**TO DO**
Below is the data. Give it again, complete and exact.

-- BEGIN DATA FOR THIS EXERCISE --

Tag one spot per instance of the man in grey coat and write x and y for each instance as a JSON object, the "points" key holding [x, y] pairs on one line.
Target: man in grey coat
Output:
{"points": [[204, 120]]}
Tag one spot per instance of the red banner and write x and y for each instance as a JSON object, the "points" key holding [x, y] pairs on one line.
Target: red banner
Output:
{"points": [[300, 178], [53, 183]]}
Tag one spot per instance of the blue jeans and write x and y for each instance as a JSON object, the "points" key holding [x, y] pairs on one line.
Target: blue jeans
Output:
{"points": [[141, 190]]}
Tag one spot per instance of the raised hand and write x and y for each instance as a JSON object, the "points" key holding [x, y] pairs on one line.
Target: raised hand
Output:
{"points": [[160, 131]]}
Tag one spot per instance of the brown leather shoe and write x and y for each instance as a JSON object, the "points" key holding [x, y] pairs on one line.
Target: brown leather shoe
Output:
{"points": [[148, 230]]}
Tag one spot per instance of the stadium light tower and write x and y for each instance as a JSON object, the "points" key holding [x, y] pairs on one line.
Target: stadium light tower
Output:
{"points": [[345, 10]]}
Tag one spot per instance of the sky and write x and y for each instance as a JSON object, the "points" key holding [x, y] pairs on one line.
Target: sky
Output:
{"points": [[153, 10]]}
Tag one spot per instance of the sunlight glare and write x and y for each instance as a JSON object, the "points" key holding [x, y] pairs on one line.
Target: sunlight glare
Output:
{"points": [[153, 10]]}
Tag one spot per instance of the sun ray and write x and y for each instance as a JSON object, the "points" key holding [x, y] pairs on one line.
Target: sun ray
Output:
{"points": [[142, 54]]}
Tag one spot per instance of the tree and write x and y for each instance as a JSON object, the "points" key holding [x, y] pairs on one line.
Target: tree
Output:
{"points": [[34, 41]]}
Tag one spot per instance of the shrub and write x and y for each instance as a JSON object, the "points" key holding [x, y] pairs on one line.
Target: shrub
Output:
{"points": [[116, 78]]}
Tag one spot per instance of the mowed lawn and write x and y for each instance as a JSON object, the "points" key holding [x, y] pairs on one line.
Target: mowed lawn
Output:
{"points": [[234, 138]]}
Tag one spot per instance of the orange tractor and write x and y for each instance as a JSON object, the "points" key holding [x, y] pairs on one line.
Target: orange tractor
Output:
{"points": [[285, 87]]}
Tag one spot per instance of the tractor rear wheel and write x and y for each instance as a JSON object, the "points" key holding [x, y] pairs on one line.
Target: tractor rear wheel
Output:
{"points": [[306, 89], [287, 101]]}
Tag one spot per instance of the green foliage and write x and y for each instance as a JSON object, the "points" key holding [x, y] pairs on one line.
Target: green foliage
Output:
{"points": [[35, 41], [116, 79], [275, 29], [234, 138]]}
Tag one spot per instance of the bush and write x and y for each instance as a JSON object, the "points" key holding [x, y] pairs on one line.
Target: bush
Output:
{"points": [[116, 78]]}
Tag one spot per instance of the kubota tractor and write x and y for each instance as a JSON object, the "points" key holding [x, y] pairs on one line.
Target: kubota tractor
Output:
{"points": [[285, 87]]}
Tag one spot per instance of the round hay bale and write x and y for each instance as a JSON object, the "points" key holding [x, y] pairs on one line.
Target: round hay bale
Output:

-- END DATA FOR THIS EXERCISE --

**SOLVED PROBLEM**
Tag one spot per instance of the man in grey coat and write x and y for each instance as a JSON object, the "points" key holding [x, y] pairs on one line.
Target: man in grey coat
Output:
{"points": [[204, 120]]}
Tag one spot per instance of the red banner and write x and y for each instance as a JSON object, the "points" key holding [x, y] pairs on one line.
Target: red banner
Output:
{"points": [[300, 178], [53, 183]]}
Tag one spot per instance of the blue jeans and write x and y for each instance as a JSON object, the "points" key holding [x, y] pairs on one line.
Target: blue jeans
Output:
{"points": [[141, 190]]}
Tag one spot per instance of the raised hand and write x and y for each instance as a JSON object, the "points" key holding [x, y] pairs on one line.
Target: raised hand
Output:
{"points": [[160, 131]]}
Tag one spot per instance of the brown leather shoe and write x and y for each instance as a JSON object, the "points" key holding [x, y] pairs on one line.
Target: brown leather shoe
Output:
{"points": [[148, 230]]}
Tag one spot per instance of the stadium light tower and write x and y for each instance as a JSON object, the "points" key holding [x, y] pairs on one line.
Target: stadium light tower
Output:
{"points": [[345, 10]]}
Tag one spot per instance of the sky and write x and y for each instance as a JSON object, the "points" key holding [x, y] pairs on one line.
Target: sky
Output:
{"points": [[153, 10]]}
Tag one spot per instance of the sunlight glare and write x and y for each instance as a JSON object, the "points" key holding [x, y] pairs on one line.
Target: sunlight glare
Output:
{"points": [[153, 10]]}
Tag one spot per instance of the sun ray and write x and y for each instance as a JSON object, the "points" key holding [x, y] pairs on one line.
Target: sun ray
Output:
{"points": [[142, 54]]}
Tag one spot per instance of the tree and write x and y for each instance as a JSON object, the "points" key holding [x, y] pairs on one line.
Target: tree
Output:
{"points": [[34, 41]]}
Tag one spot per instance of the shrub and write x and y for each instance as a JSON object, the "points" key holding [x, y] pairs on one line.
Target: shrub
Output:
{"points": [[116, 78]]}
Tag one spot per instance of the mowed lawn and write x and y for each instance as a JSON object, the "points" key holding [x, y] pairs on one line.
Target: mowed lawn
Output:
{"points": [[234, 138]]}
Tag one spot per instance of the orange tractor and write x and y for each instance as a JSON object, the "points" key holding [x, y] pairs on one line.
Target: orange tractor
Output:
{"points": [[285, 87]]}
Tag one spot per instance of the tractor rear wheel and write x and y for each instance as a JSON object, the "points" key holding [x, y] pairs on one line.
Target: tractor rear wheel
Output:
{"points": [[306, 89], [287, 101]]}
Tag one spot per instance of the green foliage and write x and y for each instance as a JSON object, the "points" key holding [x, y] pairs on one line.
Target: green foliage
Output:
{"points": [[35, 41], [116, 79], [275, 29], [234, 138]]}
Tag one spot per instance of the bush and write x and y for each instance as a JSON object, the "points" key holding [x, y] pairs on one line.
Target: bush
Output:
{"points": [[116, 78]]}
Tag one spot per instance of the kubota tractor and write x and y for each instance as a JSON object, the "points" key holding [x, y] pairs on one line.
Target: kubota tractor
Output:
{"points": [[285, 87]]}
Tag one spot per instance of the round hay bale and write x and y for each instance as a JSON object, the "points" key holding [x, y] pairs on one line.
Target: round hay bale
Output:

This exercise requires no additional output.